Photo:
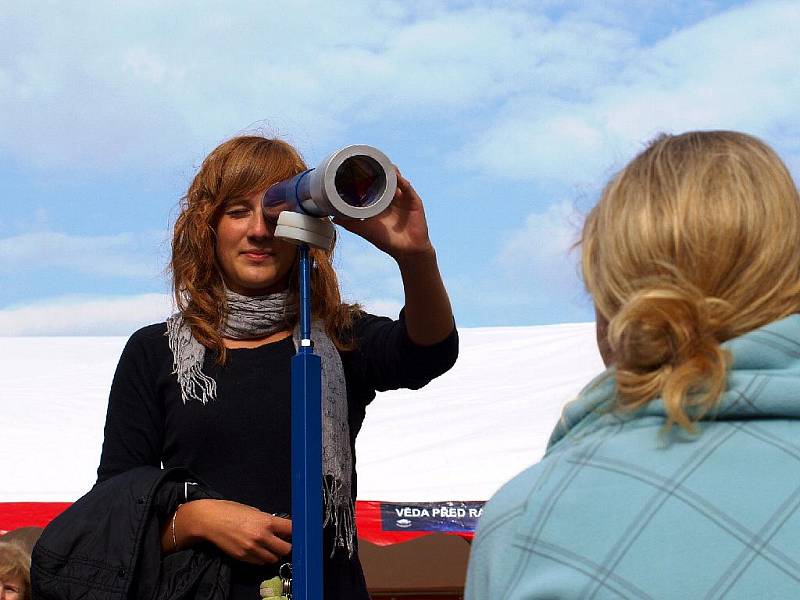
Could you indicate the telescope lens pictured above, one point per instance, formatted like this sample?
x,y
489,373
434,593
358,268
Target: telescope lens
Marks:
x,y
360,181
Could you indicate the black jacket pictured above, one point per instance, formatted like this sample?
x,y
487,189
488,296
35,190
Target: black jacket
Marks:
x,y
107,546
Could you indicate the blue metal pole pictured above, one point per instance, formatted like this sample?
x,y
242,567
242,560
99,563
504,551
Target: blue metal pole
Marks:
x,y
306,452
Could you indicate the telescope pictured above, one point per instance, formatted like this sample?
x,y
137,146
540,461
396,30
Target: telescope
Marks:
x,y
357,182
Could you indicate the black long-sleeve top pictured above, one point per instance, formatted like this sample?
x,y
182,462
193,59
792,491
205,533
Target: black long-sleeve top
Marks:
x,y
240,443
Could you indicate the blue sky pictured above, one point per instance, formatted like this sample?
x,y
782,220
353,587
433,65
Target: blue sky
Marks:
x,y
508,117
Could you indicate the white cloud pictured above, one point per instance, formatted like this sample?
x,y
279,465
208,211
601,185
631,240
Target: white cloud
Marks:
x,y
124,255
77,315
542,247
736,69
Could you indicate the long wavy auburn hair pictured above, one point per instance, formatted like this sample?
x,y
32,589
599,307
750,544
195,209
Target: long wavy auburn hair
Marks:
x,y
696,241
238,168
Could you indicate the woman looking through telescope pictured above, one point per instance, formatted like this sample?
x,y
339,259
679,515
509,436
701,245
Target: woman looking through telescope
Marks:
x,y
209,389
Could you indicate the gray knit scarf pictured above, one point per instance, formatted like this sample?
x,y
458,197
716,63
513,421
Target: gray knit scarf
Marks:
x,y
248,317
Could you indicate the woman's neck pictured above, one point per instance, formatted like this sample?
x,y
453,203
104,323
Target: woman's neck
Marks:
x,y
232,344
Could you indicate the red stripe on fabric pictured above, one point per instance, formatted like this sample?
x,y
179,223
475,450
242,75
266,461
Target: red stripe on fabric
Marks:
x,y
29,514
370,528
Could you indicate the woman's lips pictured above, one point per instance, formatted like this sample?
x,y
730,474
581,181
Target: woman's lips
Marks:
x,y
257,254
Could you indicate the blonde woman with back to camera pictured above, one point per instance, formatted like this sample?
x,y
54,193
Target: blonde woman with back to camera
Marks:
x,y
675,473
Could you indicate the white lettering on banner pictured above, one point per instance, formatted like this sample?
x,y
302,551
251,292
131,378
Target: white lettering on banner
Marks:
x,y
408,511
449,512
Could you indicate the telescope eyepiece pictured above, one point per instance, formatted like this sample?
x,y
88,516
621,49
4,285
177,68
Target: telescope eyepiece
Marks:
x,y
356,182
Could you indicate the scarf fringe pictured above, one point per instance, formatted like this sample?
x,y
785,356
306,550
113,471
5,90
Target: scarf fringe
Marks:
x,y
340,513
249,317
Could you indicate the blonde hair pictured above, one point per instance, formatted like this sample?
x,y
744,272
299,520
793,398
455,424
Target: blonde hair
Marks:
x,y
696,241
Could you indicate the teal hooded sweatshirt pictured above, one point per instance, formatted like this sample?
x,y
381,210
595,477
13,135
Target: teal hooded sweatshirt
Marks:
x,y
618,508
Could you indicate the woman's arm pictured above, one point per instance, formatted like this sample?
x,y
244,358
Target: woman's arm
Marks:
x,y
240,531
134,428
134,437
402,232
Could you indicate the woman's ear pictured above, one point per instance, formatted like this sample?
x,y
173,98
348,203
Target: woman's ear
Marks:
x,y
601,331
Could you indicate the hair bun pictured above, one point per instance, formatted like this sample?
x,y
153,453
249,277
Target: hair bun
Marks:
x,y
666,342
661,326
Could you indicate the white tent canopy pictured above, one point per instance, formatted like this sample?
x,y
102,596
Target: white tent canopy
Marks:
x,y
459,438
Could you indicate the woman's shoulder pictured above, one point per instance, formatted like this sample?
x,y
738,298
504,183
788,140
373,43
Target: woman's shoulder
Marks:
x,y
150,333
148,340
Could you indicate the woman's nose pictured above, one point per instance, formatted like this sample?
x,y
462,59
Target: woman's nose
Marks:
x,y
259,227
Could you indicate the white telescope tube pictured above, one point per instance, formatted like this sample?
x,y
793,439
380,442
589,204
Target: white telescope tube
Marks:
x,y
357,182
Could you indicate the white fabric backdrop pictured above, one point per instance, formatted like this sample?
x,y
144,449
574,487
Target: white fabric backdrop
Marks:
x,y
459,438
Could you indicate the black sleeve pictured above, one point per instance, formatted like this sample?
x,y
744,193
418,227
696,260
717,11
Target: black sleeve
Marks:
x,y
134,430
386,358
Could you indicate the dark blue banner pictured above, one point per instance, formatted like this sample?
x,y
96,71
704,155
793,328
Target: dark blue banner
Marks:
x,y
448,517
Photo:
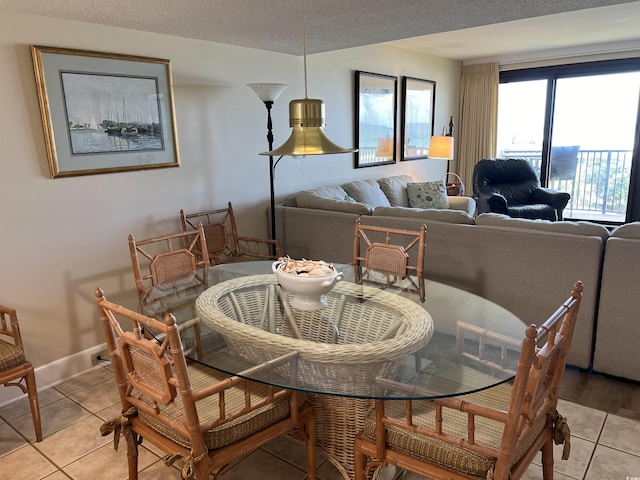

++++++++++

**Work to do**:
Rewrite the lines above, swapping every "pictured above" for "shown in the photo" and changing nothing else. Leave the pictures out of your answer.

**Problem solution**:
Photo:
Could you indicate the telescope lens shown in the photo, one point per instance, formatted like this sample?
x,y
489,373
434,593
358,268
Target: telescope lens
Marks:
x,y
360,181
Could you indicate the black jacket shown in the photo, one point per instance, formatted like this sample?
x,y
487,189
488,296
35,190
Target: black jacket
Marks:
x,y
107,546
Could you indicate the blue metal pole shown in the photo, one point per instance, formatted like this sample?
x,y
242,567
242,560
99,563
504,551
Target: blue metal pole
Marks:
x,y
306,452
Could you indicate the telescope shown in the photo, one point per instance, formatted like this sample?
x,y
137,146
540,461
396,30
Target: telescope
Marks:
x,y
357,182
Could you indicate the black long-sleeve top shown in the photo, one point per instance, formatted like this sample?
x,y
182,462
193,59
792,491
205,533
Target: black long-sleeve top
Marks:
x,y
240,443
Could you indicate the blue sky shown in the photo, one point per instance, formatted like this sample?
x,y
782,220
353,587
433,65
Target: blue sky
Marks:
x,y
508,117
Could you indicate the white cloud shown in the photo, one point per instance, formatted like this sample?
x,y
279,465
208,211
601,185
631,240
Target: white cloud
Marks:
x,y
124,255
77,315
542,247
736,69
Could you indicate the long wavy auburn hair shown in the photo, one point per instance, formatted like this sample?
x,y
32,589
599,307
750,544
195,209
Target: long wavy auburn hair
Marks:
x,y
696,241
238,168
Could you indicate the woman looking through telescope shown in the photo, one point per instance, formatted like this sample?
x,y
339,259
679,515
509,436
701,245
Target: woman looking through telescope
Marks:
x,y
209,389
Could you indicate the gray knit scarf shown in the photo, one point per instance, formatted like this sample?
x,y
458,197
716,63
513,421
Target: gray knit scarf
Marks:
x,y
248,317
Could you indicate the woman's neck shown in the photo, one point per instance, formatted like this sample?
x,y
453,203
104,323
Target: woman's neck
Marks:
x,y
232,344
Could you indicate the red stripe on fabric shown in the photo, one point per instance, formatted like this sample?
x,y
179,223
475,450
242,75
266,461
Target: red stripe on fabric
Marks:
x,y
29,514
370,528
Could you indicate the woman's lips shown in the photo, one point per instance, formatted like this sample?
x,y
730,474
581,181
Target: woman's lips
Marks:
x,y
257,254
Could you indicate the blonde woman with back to camera shown in the photo, one point per instance, formatted like this sample?
x,y
54,193
Target: blonde woman with back to camera
Marks:
x,y
675,473
Could you indicate the white lettering on banner shown in the photo, one point per instance, formatted like this sample?
x,y
302,551
251,292
131,378
Target: white lettering on banner
Marks:
x,y
408,511
449,512
Could you indicate the telescope eyepiece shown in the photo, one point per instance, formatted like this sample?
x,y
88,516
621,49
4,285
177,68
Target: telescope eyepiece
Marks:
x,y
356,182
Could you indicate the scarf fringe shown in the photo, one point per instance, formatted like this sample?
x,y
785,356
306,550
113,471
5,90
Target: scarf fringe
Marks:
x,y
340,513
249,317
Could you indicate the blonde hair shown in the photo, one point per instance, formatted like this sample?
x,y
744,272
299,520
793,398
455,424
Target: blonde hair
Marks:
x,y
696,241
Could you indicate the teal hooded sweatshirt shown in the photo, one point per instance, formatted like this sample?
x,y
381,210
595,477
13,135
Target: teal hooded sweatshirt
Marks:
x,y
618,508
Could you indicate the woman's arm shown in the photo, one point per instance, formatted like this sample?
x,y
244,358
Target: woman's arm
Marks:
x,y
240,531
134,428
134,437
402,232
Could you indicate the woman's ear shown in the photo, one point per instance, formatted like this sample?
x,y
173,98
348,203
Target: woman's ear
Marks:
x,y
601,331
Could you indicate the hair bun shown in the photo, one point per instance, formatted like this sample?
x,y
153,453
249,277
Target: hair bun
Marks:
x,y
666,342
661,326
Could you indicate the white tent canopy shown in the photo, one point per instance, formatted like this sample?
x,y
102,596
Target: white tent canopy
Marks:
x,y
459,438
Could you indicate the woman's shoulder shown in the photo, one point per instance, formatted like this sample?
x,y
738,298
504,183
788,140
373,43
Target: woman's shoulder
Marks:
x,y
150,333
148,340
Could you indicate the woman's nose shown in the photo, one point per instance, formatted like this sample?
x,y
462,59
Target: woman's nose
Marks:
x,y
259,227
Could you indicate the white telescope tube shown in the photo, one point per instance, formatted like this sample?
x,y
793,439
380,442
589,204
Target: white telescope tube
Marks:
x,y
357,182
Could you indicate the white fabric backdrop shown in the photo, one point per instance, formatted like this sample?
x,y
144,449
574,487
Target: white fabric backdrop
Marks:
x,y
459,438
Could you indicate the black sleeve shown in the photo, one point per instance, formatted like this sample?
x,y
744,193
418,227
696,260
717,11
Target: black sleeve
Marks:
x,y
134,430
386,358
Could you indicate the dark blue banner shown in the photo, one point per instance, formatted like this sample?
x,y
96,71
704,155
793,328
Target: dark blue banner
Marks:
x,y
448,517
Photo:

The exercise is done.